Everything from the line containing "Target = dry grass" to the last line of the records must be returned verbatim; nothing else belongs in the output.

[start]

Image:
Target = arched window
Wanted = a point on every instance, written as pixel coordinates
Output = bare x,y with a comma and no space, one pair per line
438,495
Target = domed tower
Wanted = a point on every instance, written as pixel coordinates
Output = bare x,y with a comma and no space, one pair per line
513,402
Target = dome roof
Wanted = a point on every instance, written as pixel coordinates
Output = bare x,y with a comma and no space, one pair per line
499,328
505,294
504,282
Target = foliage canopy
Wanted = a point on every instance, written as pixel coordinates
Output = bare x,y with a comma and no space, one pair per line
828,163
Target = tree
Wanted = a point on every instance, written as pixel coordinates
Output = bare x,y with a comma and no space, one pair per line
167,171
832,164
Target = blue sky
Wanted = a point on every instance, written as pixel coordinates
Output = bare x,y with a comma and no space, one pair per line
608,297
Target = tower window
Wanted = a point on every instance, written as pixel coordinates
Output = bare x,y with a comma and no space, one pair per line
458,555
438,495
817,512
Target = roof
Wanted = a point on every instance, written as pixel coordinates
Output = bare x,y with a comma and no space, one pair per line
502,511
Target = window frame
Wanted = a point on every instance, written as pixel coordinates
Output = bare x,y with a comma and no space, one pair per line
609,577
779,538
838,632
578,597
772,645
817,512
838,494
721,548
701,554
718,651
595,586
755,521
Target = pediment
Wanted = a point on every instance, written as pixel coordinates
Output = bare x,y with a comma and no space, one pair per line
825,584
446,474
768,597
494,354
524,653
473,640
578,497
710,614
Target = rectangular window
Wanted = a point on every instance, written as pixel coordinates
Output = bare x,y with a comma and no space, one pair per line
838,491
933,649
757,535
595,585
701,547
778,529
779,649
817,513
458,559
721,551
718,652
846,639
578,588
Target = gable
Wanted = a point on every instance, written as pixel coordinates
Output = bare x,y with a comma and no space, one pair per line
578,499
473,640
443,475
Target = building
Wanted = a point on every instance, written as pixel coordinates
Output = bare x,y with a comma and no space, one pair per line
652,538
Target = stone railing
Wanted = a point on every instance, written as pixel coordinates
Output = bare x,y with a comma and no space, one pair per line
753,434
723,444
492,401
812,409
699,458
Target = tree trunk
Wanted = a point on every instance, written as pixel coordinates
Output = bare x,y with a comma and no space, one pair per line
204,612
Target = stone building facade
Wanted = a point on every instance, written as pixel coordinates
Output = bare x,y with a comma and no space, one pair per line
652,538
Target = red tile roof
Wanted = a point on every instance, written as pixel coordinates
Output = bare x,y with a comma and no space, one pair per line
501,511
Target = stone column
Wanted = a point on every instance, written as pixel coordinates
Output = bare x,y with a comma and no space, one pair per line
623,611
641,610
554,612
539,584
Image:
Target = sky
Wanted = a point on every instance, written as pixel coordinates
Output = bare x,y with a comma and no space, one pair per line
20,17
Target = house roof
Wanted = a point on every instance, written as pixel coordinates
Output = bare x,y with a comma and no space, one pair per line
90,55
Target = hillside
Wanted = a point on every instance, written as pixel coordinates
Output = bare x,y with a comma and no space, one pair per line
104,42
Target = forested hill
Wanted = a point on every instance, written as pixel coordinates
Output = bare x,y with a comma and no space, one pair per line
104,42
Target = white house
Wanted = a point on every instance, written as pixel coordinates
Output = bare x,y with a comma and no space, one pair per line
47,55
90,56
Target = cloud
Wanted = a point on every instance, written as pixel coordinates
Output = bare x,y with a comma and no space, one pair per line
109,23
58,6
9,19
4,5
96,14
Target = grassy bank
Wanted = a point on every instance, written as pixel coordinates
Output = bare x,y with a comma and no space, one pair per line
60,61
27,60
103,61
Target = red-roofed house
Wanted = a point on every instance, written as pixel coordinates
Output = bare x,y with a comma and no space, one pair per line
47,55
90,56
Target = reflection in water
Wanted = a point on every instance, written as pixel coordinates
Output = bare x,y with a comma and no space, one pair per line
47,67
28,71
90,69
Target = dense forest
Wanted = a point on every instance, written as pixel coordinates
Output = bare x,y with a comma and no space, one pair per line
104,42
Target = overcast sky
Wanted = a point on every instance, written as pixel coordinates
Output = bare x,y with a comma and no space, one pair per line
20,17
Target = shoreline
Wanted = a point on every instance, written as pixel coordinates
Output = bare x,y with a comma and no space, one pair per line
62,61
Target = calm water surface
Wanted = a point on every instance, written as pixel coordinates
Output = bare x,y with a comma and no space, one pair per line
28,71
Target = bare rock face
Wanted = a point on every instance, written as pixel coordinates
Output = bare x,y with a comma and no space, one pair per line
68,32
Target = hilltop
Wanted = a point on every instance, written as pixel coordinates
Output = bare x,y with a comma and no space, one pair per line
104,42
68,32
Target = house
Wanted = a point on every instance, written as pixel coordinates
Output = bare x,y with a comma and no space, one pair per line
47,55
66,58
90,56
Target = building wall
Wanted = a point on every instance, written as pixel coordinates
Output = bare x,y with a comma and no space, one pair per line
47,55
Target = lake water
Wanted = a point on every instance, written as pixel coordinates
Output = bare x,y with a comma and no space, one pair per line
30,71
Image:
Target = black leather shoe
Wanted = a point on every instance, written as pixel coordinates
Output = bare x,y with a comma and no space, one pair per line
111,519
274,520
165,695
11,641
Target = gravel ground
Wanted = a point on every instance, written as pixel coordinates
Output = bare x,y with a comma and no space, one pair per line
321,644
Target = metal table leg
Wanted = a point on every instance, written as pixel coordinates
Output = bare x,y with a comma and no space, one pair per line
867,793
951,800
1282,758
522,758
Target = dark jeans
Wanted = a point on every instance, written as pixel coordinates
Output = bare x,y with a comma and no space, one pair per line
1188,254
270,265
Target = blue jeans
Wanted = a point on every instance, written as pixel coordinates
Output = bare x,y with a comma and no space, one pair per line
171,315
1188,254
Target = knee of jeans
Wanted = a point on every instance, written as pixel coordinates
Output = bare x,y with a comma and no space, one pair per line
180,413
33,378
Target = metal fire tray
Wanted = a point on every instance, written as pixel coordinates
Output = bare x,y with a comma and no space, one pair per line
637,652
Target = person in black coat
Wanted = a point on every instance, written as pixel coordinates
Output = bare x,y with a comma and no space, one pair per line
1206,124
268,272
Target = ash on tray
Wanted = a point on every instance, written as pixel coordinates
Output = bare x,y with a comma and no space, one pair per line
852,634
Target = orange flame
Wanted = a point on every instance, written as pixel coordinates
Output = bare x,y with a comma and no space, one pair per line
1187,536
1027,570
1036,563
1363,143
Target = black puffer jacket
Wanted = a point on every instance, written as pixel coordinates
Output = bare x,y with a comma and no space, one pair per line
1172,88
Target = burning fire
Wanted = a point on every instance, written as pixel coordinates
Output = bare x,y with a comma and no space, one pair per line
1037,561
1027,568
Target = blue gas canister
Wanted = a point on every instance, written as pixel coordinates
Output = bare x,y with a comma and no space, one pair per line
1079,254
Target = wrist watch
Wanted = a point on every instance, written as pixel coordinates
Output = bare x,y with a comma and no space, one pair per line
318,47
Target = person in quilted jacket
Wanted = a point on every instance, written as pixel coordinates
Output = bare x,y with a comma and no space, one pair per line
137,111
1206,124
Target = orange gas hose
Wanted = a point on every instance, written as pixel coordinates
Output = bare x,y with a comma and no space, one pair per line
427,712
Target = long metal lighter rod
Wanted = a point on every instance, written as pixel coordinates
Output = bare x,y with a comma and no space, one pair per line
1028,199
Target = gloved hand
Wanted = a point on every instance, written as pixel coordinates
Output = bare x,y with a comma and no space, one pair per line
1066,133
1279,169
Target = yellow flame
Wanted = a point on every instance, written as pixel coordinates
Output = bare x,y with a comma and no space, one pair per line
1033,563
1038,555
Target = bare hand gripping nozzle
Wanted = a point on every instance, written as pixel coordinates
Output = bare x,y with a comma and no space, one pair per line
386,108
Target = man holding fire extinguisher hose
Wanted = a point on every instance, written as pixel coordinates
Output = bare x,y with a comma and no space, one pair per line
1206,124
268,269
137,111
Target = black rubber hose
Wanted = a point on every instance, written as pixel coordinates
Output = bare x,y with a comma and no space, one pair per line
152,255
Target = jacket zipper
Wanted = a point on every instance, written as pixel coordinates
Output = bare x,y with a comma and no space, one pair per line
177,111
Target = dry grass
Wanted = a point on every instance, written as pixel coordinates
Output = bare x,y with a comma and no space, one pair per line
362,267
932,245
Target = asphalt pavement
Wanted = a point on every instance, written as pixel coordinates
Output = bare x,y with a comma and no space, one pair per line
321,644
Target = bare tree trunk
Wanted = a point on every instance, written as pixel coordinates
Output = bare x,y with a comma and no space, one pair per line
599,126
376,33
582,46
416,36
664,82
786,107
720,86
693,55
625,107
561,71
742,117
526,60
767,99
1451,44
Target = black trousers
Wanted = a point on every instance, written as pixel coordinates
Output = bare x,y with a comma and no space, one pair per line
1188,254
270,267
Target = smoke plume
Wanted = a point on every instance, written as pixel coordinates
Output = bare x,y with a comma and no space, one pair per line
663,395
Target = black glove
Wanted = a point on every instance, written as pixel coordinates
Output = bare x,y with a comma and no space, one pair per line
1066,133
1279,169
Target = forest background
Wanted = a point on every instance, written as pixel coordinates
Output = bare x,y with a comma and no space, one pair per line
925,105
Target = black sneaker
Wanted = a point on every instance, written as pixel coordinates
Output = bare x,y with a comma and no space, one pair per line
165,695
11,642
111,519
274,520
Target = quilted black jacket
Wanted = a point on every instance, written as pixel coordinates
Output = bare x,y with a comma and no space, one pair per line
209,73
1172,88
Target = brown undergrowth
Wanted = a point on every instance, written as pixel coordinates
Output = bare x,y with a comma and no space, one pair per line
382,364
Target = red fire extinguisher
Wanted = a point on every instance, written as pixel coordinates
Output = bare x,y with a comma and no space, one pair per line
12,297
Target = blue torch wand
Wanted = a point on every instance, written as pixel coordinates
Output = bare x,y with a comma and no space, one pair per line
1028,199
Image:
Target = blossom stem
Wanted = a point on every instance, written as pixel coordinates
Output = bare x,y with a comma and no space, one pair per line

[end]

* **IN RESPONSE**
Target = dry grass
Wanted = a point on every instance, written as pixel coordinates
Output = bare x,y with a comma and no space, one pair per line
362,267
932,245
Target = asphalt pavement
Wanted = a point on every instance, written as pixel coordinates
Output = bare x,y with a comma and no space, one pair per line
321,644
Target = bare tree trunk
Wanted = a point on every instance, written as pixel coordinates
Output = bare x,y with a comma and no space, one pair per line
599,126
376,33
582,46
416,36
664,82
786,107
720,86
693,55
625,107
561,71
742,117
526,60
767,99
1451,44
Target = black trousers
Wanted = a point on every instance, written as pixel coordinates
Output = bare x,y with a comma and no space, one pair per line
1188,254
270,267
Target = smoke plume
Wanted = a point on every instance, written as pixel coordinates
Output = bare x,y with a comma and no space, one pair per line
663,395
Target = black glove
Wanted = a point on every instance, written as pixel coordinates
Output = bare x,y with a comma and no space, one pair per line
1066,133
1279,169
Target = forest background
Wanted = a point on every instance, written as pixel coordinates
Output = bare x,y with a comma and no space, one pair per line
925,105
Target = black sneaker
Wanted = a point on every instance, written as pixel coordinates
Output = bare x,y with a comma and no space, one pair per line
165,695
11,642
111,519
274,520
Target = quilted black jacket
Wanted = a point on every instance, written as pixel coordinates
Output = bare x,y with a comma and no space, one pair per line
209,73
1172,88
Target = brown undergrowth
Wanted = a point on every instance, written as pixel coordinates
Output = bare x,y with a comma and no space, one pair per line
382,364
Target = red fire extinguisher
Wanted = a point on every instance, written as pixel coordinates
Output = bare x,y with a comma and no space, one pair per line
12,297
Target = blue torch wand
Wanted = a point on every instance, written as pixel coordinates
Output = bare x,y with a comma and no space, one pair per line
1028,199
Image:
Target = blossom stem
Wanted = a point on every instance, written as pixel coordinates
Output = bare x,y with a comma and no space, one pair per line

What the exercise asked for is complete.